本発明は、産業資材用のポリエステル繊維に関する。さらに詳しくは、安価で、かつ長期間の生産において毛羽が少ない状態を維持し、製織性および製品品位に優れると共に、染め斑が発生せず均染性に優れ、特に、シートベルト用ウェビング等に好適なポリエステル繊維に関する。
産業資材用の高強度ポリエステル繊維は、シートベルト用ウェビング、ラッシングベルト、スリング、紐・テープ等の細幅織物、およびテント、ターポリン、重布、バッグ用基布等の広幅織物に広く用いられている。かかる用途においては、高強度、高タフネス、耐摩耗性等の機械的特性が要求され、同時に、高速で製織するために毛羽の少ない高品位の原糸が要求される。さらに、シートベルトのように染色して商品とする用途では、染色の均一性、特にスポット状の染色欠点を含む染め斑の発生防止が重要な課題である。かかる用途で問題となる染め斑とは、染浴中に生成した染料凝集物が基布に付着したり、あるいは非染性物質が基布に付着してその部分への染料の染み込みが阻害されたりすることにより基布に濃染部あるいは不染部が生じ、斑点状あるいは浸み状の染め斑となるものである。特にシートベルト用ウェビング等の高強度ベルトの染色に用いられる、染液へのベルトの浸漬/乾燥のみで発色させるサーモゾル染色法においては、これら凝集物による染色斑が生じやすく、染色斑の回避が重要な課題になっている。このような染料凝集物の付着あるいは染色を阻害する非染性凝集物の基布への付着は、染浴中で直接生ずる場合、および凝集物が一旦ロールやガイド等に付着し、その後凝集物が蓄積したロールやガイドから基布に転移付着する場合がある。
上記染め斑は、染料の選択・調整濃度等の染液レシピ、染液に添加する染色助剤およびph調整剤等の染液の組成と染色機の条件に主に左右されるが、染色時に繊維表面から脱落した紡糸処理剤(油剤)の影響を受けることもある。特に細幅織物の染色においては、精練による油剤除去なしに直接生機を染液にディップして乾燥発色させるケースも多く、このようなケースでは繊維に付着している紡糸処理剤が染色の安定性に少なからぬ影響を与える。このことから、従来より染料レシピの選択、染浴の調整とともに繊維処理剤の選択も合わせて検討が図られてきた。
──────
作業指示 1.
データ一覧のうち、「Annotation task — pin every instance of the ridge」を含む行から一覧の最後の行までを、両端の行も含めて一字一句変えずにもう一度書き出してもらえますか？

データ一覧.
──────
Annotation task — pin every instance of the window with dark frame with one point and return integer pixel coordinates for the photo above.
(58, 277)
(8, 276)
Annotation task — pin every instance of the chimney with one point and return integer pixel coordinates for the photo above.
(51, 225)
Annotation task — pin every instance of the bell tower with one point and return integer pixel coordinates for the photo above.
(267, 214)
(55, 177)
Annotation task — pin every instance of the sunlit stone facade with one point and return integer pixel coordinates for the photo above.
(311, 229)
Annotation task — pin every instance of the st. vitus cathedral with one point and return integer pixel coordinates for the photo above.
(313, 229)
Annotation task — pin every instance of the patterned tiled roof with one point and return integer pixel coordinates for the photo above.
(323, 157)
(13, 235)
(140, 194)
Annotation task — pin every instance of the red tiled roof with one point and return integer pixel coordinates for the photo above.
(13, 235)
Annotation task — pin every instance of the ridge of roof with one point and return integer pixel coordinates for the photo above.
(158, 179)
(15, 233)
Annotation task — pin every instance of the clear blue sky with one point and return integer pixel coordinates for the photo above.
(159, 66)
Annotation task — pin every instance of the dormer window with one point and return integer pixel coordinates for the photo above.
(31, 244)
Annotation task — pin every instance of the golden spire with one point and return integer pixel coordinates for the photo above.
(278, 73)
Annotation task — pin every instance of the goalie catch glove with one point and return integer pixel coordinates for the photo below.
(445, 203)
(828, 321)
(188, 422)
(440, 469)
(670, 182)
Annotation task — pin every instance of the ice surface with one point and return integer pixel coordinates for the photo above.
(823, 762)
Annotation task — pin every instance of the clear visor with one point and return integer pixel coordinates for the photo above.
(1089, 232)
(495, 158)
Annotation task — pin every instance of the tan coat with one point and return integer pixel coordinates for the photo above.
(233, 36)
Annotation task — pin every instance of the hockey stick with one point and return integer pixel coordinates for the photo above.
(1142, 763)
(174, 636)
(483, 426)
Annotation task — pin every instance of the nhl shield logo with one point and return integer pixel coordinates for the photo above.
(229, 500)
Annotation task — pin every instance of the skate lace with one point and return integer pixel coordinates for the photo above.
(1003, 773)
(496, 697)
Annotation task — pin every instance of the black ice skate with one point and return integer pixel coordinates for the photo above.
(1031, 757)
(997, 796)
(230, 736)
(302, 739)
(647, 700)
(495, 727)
──────
作業指示 2.
ポリエステル繊維に関する抜粋によると、従来、染料レシピの選択や染浴の調整とあわせて繊維処理剤の選択も検討されてきたのはなぜですか？

正解出力 1.
Annotation task — pin every instance of the ridge of roof with one point and return integer pixel coordinates for the photo above.
(158, 179)
(15, 233)
Annotation task — pin every instance of the clear blue sky with one point and return integer pixel coordinates for the photo above.
(159, 66)
Annotation task — pin every instance of the dormer window with one point and return integer pixel coordinates for the photo above.
(31, 244)
Annotation task — pin every instance of the golden spire with one point and return integer pixel coordinates for the photo above.
(278, 73)
Annotation task — pin every instance of the goalie catch glove with one point and return integer pixel coordinates for the photo below.
(445, 203)
(828, 321)
(188, 422)
(440, 469)
(670, 182)
Annotation task — pin every instance of the ice surface with one point and return integer pixel coordinates for the photo above.
(823, 762)
Annotation task — pin every instance of the clear visor with one point and return integer pixel coordinates for the photo above.
(1089, 232)
(495, 158)
Annotation task — pin every instance of the tan coat with one point and return integer pixel coordinates for the photo above.
(233, 36)
Annotation task — pin every instance of the hockey stick with one point and return integer pixel coordinates for the photo above.
(1142, 763)
(174, 636)
(483, 426)
Annotation task — pin every instance of the nhl shield logo with one point and return integer pixel coordinates for the photo above.
(229, 500)
Annotation task — pin every instance of the skate lace with one point and return integer pixel coordinates for the photo above.
(1003, 773)
(496, 697)
Annotation task — pin every instance of the black ice skate with one point and return integer pixel coordinates for the photo above.
(1031, 757)
(997, 796)
(230, 736)
(302, 739)
(647, 700)
(495, 727)

正解出力 2.
染め斑は、染色時に繊維表面から脱落した紡糸処理剤(油剤)の影響を受けることもあるからです。特に細幅織物の染色では、精練で油剤を除去せずに生機を直接染液にディップして乾燥発色させるケースが多くあります。そのため、繊維に付着している紡糸処理剤が染色の安定性に少なからぬ影響を与えます。